[WORK INSTRUCTIONS]: The complete set of records below must be repeated precisely as given.

[SUPPLIED DATA]:
____
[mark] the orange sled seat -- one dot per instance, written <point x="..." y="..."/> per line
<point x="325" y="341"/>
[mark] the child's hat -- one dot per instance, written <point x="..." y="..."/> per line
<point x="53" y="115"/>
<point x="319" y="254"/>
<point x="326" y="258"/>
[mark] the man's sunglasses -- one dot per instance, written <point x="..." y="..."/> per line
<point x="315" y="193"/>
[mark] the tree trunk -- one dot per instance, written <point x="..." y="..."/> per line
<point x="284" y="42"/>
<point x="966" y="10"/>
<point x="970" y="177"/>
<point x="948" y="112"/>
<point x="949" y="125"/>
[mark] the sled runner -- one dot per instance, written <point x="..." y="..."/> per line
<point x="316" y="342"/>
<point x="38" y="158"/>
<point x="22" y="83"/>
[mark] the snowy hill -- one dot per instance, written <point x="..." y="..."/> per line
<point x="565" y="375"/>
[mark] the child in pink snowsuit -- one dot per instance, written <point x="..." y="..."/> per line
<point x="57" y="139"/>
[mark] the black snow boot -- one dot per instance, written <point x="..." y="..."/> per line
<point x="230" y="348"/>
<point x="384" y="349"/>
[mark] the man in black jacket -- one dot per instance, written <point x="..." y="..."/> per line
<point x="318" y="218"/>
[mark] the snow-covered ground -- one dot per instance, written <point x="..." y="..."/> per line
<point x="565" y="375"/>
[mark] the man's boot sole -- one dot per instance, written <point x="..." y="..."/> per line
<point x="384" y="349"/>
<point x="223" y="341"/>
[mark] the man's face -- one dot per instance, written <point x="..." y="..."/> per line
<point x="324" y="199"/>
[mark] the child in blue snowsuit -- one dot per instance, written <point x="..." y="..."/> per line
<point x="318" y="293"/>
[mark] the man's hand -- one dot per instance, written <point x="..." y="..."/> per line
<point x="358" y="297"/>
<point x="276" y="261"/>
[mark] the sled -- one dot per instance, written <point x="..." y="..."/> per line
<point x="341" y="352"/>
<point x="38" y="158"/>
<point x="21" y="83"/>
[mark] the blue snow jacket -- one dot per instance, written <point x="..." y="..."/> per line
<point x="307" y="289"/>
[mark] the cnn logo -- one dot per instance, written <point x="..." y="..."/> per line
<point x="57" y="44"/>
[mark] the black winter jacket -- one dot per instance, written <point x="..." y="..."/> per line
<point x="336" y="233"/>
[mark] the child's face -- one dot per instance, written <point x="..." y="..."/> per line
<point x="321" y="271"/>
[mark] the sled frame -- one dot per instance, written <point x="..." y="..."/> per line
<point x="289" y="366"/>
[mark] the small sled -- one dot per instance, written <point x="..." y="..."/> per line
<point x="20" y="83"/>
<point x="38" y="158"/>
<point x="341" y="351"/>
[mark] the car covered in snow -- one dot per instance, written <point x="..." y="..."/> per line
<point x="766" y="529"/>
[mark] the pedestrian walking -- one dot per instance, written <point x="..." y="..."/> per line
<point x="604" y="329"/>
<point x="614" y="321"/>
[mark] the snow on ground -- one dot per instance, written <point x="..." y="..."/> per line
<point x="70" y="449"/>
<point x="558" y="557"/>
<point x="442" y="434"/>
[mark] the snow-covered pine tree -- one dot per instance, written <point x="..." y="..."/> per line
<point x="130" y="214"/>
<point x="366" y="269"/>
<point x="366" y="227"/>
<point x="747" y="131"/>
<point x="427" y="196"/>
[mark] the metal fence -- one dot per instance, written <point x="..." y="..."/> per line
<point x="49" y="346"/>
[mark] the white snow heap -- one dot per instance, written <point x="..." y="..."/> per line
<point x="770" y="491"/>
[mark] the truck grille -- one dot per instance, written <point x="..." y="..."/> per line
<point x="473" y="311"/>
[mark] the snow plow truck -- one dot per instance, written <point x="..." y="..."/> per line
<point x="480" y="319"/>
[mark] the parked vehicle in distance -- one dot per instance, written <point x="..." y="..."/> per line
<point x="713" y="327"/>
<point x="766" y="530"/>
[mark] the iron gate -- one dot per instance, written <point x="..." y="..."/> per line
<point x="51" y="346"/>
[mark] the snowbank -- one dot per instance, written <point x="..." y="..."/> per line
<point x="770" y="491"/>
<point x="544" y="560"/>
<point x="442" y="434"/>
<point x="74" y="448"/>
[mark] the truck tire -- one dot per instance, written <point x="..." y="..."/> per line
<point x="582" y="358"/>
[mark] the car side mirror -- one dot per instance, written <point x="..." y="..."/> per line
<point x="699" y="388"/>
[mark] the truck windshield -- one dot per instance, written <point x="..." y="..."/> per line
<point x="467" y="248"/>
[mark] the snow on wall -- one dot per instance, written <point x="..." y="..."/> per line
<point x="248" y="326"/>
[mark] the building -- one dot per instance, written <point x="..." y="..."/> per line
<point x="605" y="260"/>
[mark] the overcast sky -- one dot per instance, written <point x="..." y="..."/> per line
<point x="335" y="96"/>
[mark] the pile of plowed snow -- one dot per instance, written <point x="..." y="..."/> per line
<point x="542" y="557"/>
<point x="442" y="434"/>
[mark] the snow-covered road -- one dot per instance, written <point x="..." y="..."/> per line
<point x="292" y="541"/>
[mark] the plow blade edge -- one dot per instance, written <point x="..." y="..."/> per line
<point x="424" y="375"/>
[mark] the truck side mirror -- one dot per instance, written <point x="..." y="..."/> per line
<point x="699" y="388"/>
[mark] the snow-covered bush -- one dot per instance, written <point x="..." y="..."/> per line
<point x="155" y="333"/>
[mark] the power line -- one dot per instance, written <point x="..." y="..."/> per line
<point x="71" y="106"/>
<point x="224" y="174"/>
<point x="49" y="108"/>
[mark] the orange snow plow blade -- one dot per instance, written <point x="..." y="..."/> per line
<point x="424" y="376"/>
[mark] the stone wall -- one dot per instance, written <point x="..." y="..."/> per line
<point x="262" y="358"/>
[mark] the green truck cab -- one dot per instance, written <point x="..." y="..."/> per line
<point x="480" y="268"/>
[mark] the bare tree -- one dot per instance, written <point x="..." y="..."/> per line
____
[RESPONSE]:
[mark] the orange sled seat -- one dot per instance, written <point x="..." y="..."/> per line
<point x="325" y="341"/>
[mark] the child's hat -- one dot per instance, written <point x="..." y="..."/> per line
<point x="53" y="115"/>
<point x="319" y="254"/>
<point x="326" y="258"/>
[mark] the man's sunglasses -- one dot per instance, written <point x="..." y="..."/> per line
<point x="315" y="193"/>
[mark] the tree trunk -- one dot per instance, written <point x="..." y="..."/> per line
<point x="284" y="42"/>
<point x="966" y="10"/>
<point x="970" y="177"/>
<point x="948" y="112"/>
<point x="949" y="125"/>
[mark] the sled runner -- one dot per instance, written <point x="..." y="..."/> per line
<point x="316" y="342"/>
<point x="38" y="158"/>
<point x="22" y="83"/>
[mark] the snowy hill -- one dot per instance, written <point x="..." y="..."/> per line
<point x="565" y="375"/>
[mark] the child in pink snowsuit -- one dot per instance, written <point x="..." y="..."/> per line
<point x="57" y="139"/>
[mark] the black snow boot -- one dot per instance, written <point x="..." y="..."/> per line
<point x="230" y="348"/>
<point x="384" y="349"/>
[mark] the man in black jacket -- one dot per instance, written <point x="..." y="..."/> per line
<point x="318" y="218"/>
[mark] the snow-covered ground -- one dot per instance, written <point x="..." y="..."/> per line
<point x="565" y="375"/>
[mark] the man's boot sole -- one dot per instance, written <point x="..." y="..."/> per line
<point x="384" y="349"/>
<point x="223" y="341"/>
[mark] the man's face -- one dot per instance, written <point x="..." y="..."/> per line
<point x="324" y="199"/>
[mark] the child in blue snowsuit -- one dot per instance, written <point x="..." y="..."/> per line
<point x="318" y="293"/>
[mark] the man's hand -- one dot per instance, written <point x="..." y="..."/> per line
<point x="358" y="297"/>
<point x="276" y="261"/>
[mark] the sled -- one dot per instance, written <point x="..." y="..."/> per line
<point x="341" y="352"/>
<point x="38" y="158"/>
<point x="21" y="83"/>
[mark] the blue snow jacket -- one dot per instance, written <point x="..." y="..."/> per line
<point x="307" y="289"/>
[mark] the cnn logo -- one dot per instance, written <point x="..." y="..."/> per line
<point x="57" y="44"/>
[mark] the black winter jacket -- one dot per instance, written <point x="..." y="..."/> per line
<point x="336" y="233"/>
[mark] the child's face -- one dot per instance, written <point x="..." y="..."/> per line
<point x="321" y="271"/>
[mark] the sled frame -- one dot per instance, written <point x="..." y="..."/> per line
<point x="289" y="366"/>
[mark] the small sled -- one dot per instance, written <point x="..." y="..."/> per line
<point x="20" y="83"/>
<point x="38" y="158"/>
<point x="341" y="351"/>
[mark] the car covered in snow -- one dot per instance, written <point x="..." y="..."/> per line
<point x="766" y="529"/>
[mark] the pedestrian walking -- one dot per instance, written <point x="..." y="..."/> per line
<point x="604" y="329"/>
<point x="614" y="321"/>
[mark] the snow on ground -- one dot per instance, written <point x="..." y="..."/> per line
<point x="70" y="449"/>
<point x="558" y="557"/>
<point x="442" y="434"/>
[mark] the snow-covered pine tree -- one dot per instance, written <point x="..." y="..."/> per line
<point x="130" y="214"/>
<point x="366" y="269"/>
<point x="366" y="227"/>
<point x="747" y="131"/>
<point x="427" y="196"/>
[mark] the metal fence -- one dot per instance, written <point x="..." y="..."/> per line
<point x="49" y="346"/>
[mark] the white snow heap -- one dot per instance, written <point x="..." y="..."/> per line
<point x="770" y="491"/>
[mark] the truck grille -- one dot per instance, written <point x="..." y="..."/> per line
<point x="473" y="311"/>
[mark] the snow plow truck -- one dot per instance, written <point x="..." y="..."/> per line
<point x="480" y="319"/>
[mark] the parked vehicle in distance -- one dot per instance, written <point x="..." y="..."/> per line
<point x="713" y="327"/>
<point x="766" y="530"/>
[mark] the iron gate -- one dot per instance, written <point x="..." y="..."/> per line
<point x="51" y="346"/>
[mark] the snowbank -- one dot per instance, written <point x="..." y="..."/> per line
<point x="770" y="491"/>
<point x="544" y="560"/>
<point x="442" y="434"/>
<point x="74" y="448"/>
[mark] the truck tire -- one dot per instance, written <point x="..." y="..."/> per line
<point x="582" y="358"/>
[mark] the car side mirror -- one dot per instance, written <point x="..." y="..."/> per line
<point x="699" y="388"/>
[mark] the truck windshield -- one dot per instance, written <point x="..." y="..."/> per line
<point x="467" y="248"/>
[mark] the snow on wall -- one dot per instance, written <point x="..." y="..."/> per line
<point x="248" y="326"/>
[mark] the building -- one dot per instance, written <point x="..." y="..."/> per line
<point x="605" y="260"/>
[mark] the overcast sky -- one dot per instance, written <point x="..." y="..."/> per line
<point x="335" y="96"/>
[mark] the pile of plowed snow -- one dot per instance, written <point x="..." y="..."/> per line
<point x="542" y="557"/>
<point x="442" y="434"/>
[mark] the snow-covered road -- one dot per instance, written <point x="..." y="..."/> per line
<point x="292" y="541"/>
[mark] the plow blade edge -- one dot per instance, written <point x="..." y="..."/> per line
<point x="424" y="375"/>
[mark] the truck side mirror -- one dot per instance, written <point x="..." y="..."/> per line
<point x="699" y="388"/>
[mark] the snow-covered bush -- one dot per instance, written <point x="..." y="..."/> per line
<point x="155" y="333"/>
[mark] the power line -- one dot per instance, written <point x="..." y="..."/> per line
<point x="71" y="106"/>
<point x="224" y="174"/>
<point x="49" y="108"/>
[mark] the orange snow plow blade -- one dot per instance, written <point x="..." y="..."/> per line
<point x="424" y="376"/>
[mark] the stone wall -- one dot per instance, written <point x="..." y="..."/> per line
<point x="262" y="358"/>
[mark] the green truck cab -- one dot per instance, written <point x="..." y="..."/> per line
<point x="480" y="268"/>
[mark] the bare tree -- one dot per instance, written <point x="..." y="..."/> per line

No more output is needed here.